= About this task =
Repeat back every line of the data, exactly.

= Given information =
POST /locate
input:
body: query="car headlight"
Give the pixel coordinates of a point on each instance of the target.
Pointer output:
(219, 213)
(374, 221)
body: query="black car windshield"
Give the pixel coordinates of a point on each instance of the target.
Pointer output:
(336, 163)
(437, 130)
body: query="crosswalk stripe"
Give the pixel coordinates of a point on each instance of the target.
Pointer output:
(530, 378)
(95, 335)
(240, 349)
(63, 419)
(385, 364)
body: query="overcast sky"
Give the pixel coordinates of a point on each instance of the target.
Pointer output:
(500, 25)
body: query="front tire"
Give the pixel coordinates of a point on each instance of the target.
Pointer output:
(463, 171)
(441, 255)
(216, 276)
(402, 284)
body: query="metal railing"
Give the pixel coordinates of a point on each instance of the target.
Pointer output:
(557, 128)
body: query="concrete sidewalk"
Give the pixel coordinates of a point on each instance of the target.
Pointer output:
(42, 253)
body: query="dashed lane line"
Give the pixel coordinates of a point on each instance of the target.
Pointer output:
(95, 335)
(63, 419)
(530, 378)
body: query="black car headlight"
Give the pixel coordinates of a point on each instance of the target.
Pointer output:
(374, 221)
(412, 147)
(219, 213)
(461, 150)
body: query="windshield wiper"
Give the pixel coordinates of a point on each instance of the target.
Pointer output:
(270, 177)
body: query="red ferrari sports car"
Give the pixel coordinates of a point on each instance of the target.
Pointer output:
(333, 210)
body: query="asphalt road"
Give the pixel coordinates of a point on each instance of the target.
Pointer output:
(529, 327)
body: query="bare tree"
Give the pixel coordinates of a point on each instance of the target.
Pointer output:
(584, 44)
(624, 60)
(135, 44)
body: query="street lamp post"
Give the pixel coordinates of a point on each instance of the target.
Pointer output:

= Exercise solution =
POST /locate
input:
body: query="car headlight"
Give the pixel coordinates of a point on each instance of the target.
Pointer output:
(219, 213)
(374, 221)
body: query="black car windshield"
Give the pixel coordinates of a point on each instance of the target.
Pointer output:
(336, 163)
(437, 130)
body: query="crosswalk stripe"
Give the pixel coordinates of a point on each instance of the target.
Pointer output:
(530, 378)
(95, 335)
(240, 349)
(63, 419)
(385, 364)
body: query="overcast sky"
Give the pixel coordinates of a point on each instance of the target.
Pointer output:
(500, 25)
body: query="front tire"
Give the pixel coordinates of a point on each instance of the target.
Pointer output:
(463, 171)
(441, 255)
(216, 276)
(402, 284)
body: query="metal railing"
Give the pixel coordinates of a point on each instance of the target.
Pointer output:
(557, 128)
body: query="concrete sidewalk"
Give the pixel coordinates of a point on each instance of the target.
Pointer output:
(42, 253)
body: query="dashed lane line"
Give the pixel coordinates of a point on each instance of the target.
Pointer output:
(95, 335)
(63, 419)
(530, 378)
body: query="black car headlight"
Give the pixel coordinates of a point on each instance of the target.
Pointer output:
(374, 221)
(412, 147)
(219, 213)
(461, 150)
body: query="windshield wiper"
Give the pixel coordinates of a point on each instance of the target.
Pointer output:
(270, 177)
body: query="red ferrari sports car"
Give the pixel coordinates of a point on each instance of the target.
Pointer output:
(333, 210)
body: query="asphalt road"
Give the pixel coordinates of a point on each instance of the target.
Pointer output:
(529, 327)
body: query="bare tree"
Give the pixel coordinates of a point on each instance of the target.
Pointer output:
(584, 44)
(624, 60)
(135, 44)
body: query="street lamp post"
Give the pixel coordinates of a point on each instance of the target.
Pointer output:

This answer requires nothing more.